# Text section
........

The Cliff Becker Book Prize in Translation was given to an unpublished book-length manuscript of poetry in translation and includes a $1,000 prize and publication by White Pine Press. The prize was suspended in 2019, and has reverted to the publisher White Pine Press.

==Publications==

===Translation Review===

Translation Review, founded in 1978, is a twice-yearly print publication that highlights the theoretical, critical, and practical aspects surrounding the study, craft, and teaching of literary translation. Each issue of Translation Review may include interviews with translators, essays on the theory and practice of translation, articles on teaching literary works in translation and/or literary translation practice at colleges and universities, profiles of publishers and reports on emerging trends in the publishing of literary translations, and reviews of translations that focus specifically on translation-related aspects.

===ALTA Guides to Literary Translation===

The ALTA Guides to Literary Translation are brochures offering practical information, professional advice, and useful resources for literary translators at various points in their careers. As of 2014, there are five ALTA Guides to Literary Translation, each available as a PDF downloadable from the (archived) ALTA website:

- The Making of a Literary Translator introduces new and unpublished translators to the basics of translation and provides tips for developing translation skills.

........

# Dataset rows
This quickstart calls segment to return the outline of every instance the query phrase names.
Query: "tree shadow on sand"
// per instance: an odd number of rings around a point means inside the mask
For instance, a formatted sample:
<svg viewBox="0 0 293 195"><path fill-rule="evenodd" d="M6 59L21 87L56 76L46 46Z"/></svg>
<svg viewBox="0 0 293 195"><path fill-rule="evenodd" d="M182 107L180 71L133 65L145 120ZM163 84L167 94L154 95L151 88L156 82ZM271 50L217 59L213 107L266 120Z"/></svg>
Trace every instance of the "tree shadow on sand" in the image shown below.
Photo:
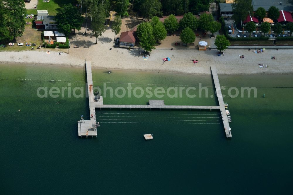
<svg viewBox="0 0 293 195"><path fill-rule="evenodd" d="M98 41L101 42L102 44L108 43L113 42L113 39L108 37L99 37L97 39Z"/></svg>
<svg viewBox="0 0 293 195"><path fill-rule="evenodd" d="M130 29L131 29L143 21L141 19L133 16L130 16L125 20L125 25Z"/></svg>

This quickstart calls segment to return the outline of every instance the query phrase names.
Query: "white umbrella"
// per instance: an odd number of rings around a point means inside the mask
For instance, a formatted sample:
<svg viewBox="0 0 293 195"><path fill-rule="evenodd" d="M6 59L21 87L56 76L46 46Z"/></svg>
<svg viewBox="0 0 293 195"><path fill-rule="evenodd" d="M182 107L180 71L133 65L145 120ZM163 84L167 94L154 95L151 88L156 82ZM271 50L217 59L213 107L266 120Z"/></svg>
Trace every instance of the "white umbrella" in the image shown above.
<svg viewBox="0 0 293 195"><path fill-rule="evenodd" d="M200 41L198 42L198 45L201 46L206 46L207 45L207 43L205 41Z"/></svg>

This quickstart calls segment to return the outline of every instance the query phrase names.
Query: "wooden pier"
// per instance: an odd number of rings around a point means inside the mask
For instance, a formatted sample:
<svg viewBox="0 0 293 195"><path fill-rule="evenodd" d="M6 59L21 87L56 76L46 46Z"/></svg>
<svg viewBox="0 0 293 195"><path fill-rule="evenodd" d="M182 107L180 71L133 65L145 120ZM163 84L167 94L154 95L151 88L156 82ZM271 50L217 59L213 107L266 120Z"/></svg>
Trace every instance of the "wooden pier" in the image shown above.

........

# Set of tasks
[1] Translate this sentence from the text on literary translation into Spanish: "The prize was suspended in 2019, and has reverted to the publisher White Pine Press."
[2] Write a continuation of the text on literary translation, starting after its last sentence.
The records were taken from a separate source.

# Exercise results
[1] El premio se suspendió en 2019 y ha vuelto a la editorial White Pine Press.

[2]
- Breaking into Print guides translators through the process of selecting a text and an appropriate publication venue and discusses obstacles particular to publishing literary translations.
- The Proposal for a Book-Length Translation is an aid for navigating the proposal process, from initial query through to publication, with special information about how to research and/or obtain English-language publication rights.
- Promoting Your Literary Translation offers tools for promoting and marketing a published translation.
- The Literary Translator and the Internet is a basic guide to help literary translators make the most of the various modes and resources of the internet to in order to share and promote their craft.

===ALTA Newsletter===

ALTA's monthly e-newsletter provides information about upcoming conferences, grants, prizes, calls for papers, member news, and other items of interest.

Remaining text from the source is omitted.